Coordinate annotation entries
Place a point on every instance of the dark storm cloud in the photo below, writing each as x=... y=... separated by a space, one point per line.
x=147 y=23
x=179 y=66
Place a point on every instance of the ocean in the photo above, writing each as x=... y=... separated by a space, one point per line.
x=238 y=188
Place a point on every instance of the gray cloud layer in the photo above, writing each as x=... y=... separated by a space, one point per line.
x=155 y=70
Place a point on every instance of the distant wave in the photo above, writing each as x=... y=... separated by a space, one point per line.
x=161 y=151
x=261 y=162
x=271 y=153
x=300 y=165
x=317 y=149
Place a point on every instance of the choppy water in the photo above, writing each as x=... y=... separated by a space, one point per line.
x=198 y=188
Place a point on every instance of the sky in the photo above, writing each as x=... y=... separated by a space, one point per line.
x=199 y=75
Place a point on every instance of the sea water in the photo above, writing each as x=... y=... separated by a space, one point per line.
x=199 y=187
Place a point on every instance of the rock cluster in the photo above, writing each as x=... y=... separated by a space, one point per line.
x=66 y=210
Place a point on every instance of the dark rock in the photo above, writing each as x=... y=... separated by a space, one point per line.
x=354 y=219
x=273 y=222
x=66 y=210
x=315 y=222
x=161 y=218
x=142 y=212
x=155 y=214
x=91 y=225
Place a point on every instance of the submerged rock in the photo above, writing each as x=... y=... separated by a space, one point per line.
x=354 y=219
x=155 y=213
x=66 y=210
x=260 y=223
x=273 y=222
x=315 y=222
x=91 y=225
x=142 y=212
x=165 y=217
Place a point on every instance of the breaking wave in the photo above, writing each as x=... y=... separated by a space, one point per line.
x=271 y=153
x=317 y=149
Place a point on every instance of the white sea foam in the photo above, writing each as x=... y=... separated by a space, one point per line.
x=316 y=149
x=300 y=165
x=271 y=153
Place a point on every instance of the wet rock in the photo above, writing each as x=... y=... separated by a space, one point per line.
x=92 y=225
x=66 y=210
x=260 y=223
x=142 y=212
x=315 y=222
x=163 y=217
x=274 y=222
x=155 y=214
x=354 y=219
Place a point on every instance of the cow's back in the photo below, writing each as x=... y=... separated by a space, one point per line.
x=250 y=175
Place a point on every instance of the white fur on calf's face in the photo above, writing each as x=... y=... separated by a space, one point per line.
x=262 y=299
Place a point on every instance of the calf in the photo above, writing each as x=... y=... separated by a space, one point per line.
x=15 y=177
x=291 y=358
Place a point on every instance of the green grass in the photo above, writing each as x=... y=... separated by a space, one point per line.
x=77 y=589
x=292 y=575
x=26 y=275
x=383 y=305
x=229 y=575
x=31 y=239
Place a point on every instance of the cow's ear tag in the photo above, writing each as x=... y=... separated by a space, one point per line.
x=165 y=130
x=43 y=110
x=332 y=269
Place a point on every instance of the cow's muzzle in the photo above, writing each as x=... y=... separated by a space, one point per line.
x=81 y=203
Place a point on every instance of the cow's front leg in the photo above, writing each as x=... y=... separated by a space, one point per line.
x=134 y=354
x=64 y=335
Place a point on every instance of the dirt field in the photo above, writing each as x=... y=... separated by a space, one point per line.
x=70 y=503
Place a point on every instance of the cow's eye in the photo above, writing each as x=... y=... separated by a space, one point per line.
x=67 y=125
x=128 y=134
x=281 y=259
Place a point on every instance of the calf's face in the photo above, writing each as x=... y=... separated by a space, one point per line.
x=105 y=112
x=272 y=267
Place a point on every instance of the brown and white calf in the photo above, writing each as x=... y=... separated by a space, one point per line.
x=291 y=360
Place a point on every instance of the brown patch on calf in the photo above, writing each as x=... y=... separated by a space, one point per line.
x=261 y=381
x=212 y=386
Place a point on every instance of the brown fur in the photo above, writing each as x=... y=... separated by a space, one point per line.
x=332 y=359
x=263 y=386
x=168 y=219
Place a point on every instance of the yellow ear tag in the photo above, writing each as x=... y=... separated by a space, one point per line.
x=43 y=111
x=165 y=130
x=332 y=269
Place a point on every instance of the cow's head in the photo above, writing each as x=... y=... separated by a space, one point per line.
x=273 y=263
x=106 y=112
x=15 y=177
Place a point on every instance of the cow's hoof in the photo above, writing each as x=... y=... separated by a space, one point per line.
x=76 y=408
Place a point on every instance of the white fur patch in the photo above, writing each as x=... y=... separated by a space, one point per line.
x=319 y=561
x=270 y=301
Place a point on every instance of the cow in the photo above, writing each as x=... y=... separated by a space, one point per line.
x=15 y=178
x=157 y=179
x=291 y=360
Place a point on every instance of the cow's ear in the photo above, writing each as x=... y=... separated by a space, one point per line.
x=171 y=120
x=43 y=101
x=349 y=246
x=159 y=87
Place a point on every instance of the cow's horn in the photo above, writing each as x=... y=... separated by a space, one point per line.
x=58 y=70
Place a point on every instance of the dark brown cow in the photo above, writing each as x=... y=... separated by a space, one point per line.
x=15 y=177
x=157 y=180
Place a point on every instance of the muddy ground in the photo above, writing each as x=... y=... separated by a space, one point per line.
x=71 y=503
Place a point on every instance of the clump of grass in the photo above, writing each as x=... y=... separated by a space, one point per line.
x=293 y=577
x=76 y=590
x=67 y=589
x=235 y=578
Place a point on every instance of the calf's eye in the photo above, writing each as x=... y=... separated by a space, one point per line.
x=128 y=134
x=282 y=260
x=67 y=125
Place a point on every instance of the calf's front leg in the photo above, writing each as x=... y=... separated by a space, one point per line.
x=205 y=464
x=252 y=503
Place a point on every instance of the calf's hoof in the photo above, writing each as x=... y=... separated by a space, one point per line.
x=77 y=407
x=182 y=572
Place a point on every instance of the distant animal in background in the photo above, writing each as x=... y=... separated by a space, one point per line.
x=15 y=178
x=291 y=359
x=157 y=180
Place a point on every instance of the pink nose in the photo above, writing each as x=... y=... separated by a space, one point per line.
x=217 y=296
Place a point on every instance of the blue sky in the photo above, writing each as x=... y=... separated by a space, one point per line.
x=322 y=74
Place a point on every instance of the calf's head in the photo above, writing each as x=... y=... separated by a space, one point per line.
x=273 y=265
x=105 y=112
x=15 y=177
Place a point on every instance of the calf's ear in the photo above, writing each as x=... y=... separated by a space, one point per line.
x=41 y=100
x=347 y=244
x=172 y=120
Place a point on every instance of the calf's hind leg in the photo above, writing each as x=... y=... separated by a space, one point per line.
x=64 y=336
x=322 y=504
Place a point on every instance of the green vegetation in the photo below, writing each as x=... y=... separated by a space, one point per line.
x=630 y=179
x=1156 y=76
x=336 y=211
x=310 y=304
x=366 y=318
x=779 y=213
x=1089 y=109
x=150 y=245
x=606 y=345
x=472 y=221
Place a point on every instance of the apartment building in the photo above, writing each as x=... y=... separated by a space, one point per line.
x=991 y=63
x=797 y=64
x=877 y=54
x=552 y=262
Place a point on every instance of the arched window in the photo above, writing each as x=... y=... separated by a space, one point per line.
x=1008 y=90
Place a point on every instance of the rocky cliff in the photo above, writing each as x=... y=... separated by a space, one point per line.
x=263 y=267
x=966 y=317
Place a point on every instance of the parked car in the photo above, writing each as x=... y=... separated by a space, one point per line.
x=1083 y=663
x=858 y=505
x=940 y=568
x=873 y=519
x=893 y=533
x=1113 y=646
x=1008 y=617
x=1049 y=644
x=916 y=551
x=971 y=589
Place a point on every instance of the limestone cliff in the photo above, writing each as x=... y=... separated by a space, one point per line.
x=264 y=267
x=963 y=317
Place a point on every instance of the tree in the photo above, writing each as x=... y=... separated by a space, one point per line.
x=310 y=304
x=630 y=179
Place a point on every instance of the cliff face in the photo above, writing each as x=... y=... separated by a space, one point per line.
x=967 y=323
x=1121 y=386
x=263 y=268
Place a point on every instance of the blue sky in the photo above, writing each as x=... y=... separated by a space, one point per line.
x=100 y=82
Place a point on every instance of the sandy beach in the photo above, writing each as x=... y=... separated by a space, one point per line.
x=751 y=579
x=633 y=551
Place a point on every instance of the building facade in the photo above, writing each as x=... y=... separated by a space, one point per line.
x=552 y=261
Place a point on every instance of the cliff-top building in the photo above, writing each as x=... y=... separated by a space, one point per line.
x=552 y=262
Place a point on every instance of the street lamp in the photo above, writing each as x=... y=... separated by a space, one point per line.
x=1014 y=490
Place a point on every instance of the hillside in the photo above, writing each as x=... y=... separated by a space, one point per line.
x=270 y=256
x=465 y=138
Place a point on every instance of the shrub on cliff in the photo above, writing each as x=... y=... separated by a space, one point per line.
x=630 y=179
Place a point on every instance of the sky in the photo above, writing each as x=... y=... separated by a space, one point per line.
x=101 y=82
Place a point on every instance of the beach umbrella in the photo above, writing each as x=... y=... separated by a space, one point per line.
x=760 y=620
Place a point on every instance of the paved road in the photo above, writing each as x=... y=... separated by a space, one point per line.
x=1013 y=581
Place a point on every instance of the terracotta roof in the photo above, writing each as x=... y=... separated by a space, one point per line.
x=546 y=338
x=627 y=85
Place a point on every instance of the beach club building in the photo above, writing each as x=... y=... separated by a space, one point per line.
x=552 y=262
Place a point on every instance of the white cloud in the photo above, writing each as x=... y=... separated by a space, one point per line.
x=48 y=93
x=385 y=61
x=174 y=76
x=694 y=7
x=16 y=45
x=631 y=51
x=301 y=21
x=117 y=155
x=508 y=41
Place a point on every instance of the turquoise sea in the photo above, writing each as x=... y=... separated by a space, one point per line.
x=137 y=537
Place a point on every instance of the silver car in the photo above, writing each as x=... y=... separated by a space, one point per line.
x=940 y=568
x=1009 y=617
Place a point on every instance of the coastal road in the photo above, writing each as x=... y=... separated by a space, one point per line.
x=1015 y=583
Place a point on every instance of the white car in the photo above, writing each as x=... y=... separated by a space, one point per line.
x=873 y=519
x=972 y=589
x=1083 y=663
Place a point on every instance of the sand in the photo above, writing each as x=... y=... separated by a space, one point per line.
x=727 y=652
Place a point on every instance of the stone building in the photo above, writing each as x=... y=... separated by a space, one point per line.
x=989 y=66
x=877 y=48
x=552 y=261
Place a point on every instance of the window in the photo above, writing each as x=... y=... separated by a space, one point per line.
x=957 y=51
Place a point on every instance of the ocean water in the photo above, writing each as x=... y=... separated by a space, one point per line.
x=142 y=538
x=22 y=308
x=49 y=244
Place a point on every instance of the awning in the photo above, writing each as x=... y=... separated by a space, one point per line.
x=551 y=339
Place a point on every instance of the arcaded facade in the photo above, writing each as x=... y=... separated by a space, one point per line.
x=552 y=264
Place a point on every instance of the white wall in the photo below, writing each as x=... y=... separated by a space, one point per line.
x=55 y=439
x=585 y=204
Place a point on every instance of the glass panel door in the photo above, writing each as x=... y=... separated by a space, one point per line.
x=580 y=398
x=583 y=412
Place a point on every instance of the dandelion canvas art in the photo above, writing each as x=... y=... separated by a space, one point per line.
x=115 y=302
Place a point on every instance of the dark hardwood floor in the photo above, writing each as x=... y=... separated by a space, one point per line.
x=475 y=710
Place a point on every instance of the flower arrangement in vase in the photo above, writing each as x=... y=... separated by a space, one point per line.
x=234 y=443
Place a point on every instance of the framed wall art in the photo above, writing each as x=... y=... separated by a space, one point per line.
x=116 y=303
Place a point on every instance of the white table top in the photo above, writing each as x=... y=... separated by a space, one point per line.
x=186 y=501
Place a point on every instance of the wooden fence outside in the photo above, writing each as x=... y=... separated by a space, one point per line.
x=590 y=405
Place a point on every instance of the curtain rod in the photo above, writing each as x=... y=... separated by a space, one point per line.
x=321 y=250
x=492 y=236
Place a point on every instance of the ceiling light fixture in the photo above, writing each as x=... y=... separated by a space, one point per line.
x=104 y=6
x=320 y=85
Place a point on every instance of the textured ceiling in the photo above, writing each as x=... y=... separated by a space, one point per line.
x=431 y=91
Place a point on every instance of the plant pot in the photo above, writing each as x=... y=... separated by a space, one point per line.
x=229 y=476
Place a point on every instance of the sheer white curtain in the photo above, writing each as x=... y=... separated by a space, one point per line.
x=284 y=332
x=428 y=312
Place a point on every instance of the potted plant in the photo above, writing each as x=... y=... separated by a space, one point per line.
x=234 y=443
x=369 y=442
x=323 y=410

[WHAT IS REQUIRED] Copy out the lines of the records word for word, starting with the line that contains "Place a point on every instance of the wooden" and going on through the line that contains "x=428 y=312", with both of those lines included.

[SOLVED EXERCISE]
Place a point on every instance of the wooden fence outside in the photo above, writing each as x=... y=... separated by a space, one point per line.
x=590 y=405
Place a point on every instance of the curtain rod in the photo above, writing each as x=... y=... separated by a space, one point per line.
x=321 y=250
x=492 y=236
Place a point on every instance of the ceiling light fixture in the photo above, writing each as x=... y=... separated by a space, one point per line.
x=104 y=6
x=320 y=85
Place a point on every instance of the textured ceiling in the photo above, writing each as x=... y=... separated by a space, one point per line.
x=431 y=91
Place a point on every instance of the plant pot in the photo above, writing each as x=... y=... separated by a space, one point per line.
x=229 y=476
Place a point on every instance of the sheer white curtain in the photo above, writing each as x=... y=... separated by a space, one point per line.
x=284 y=332
x=428 y=312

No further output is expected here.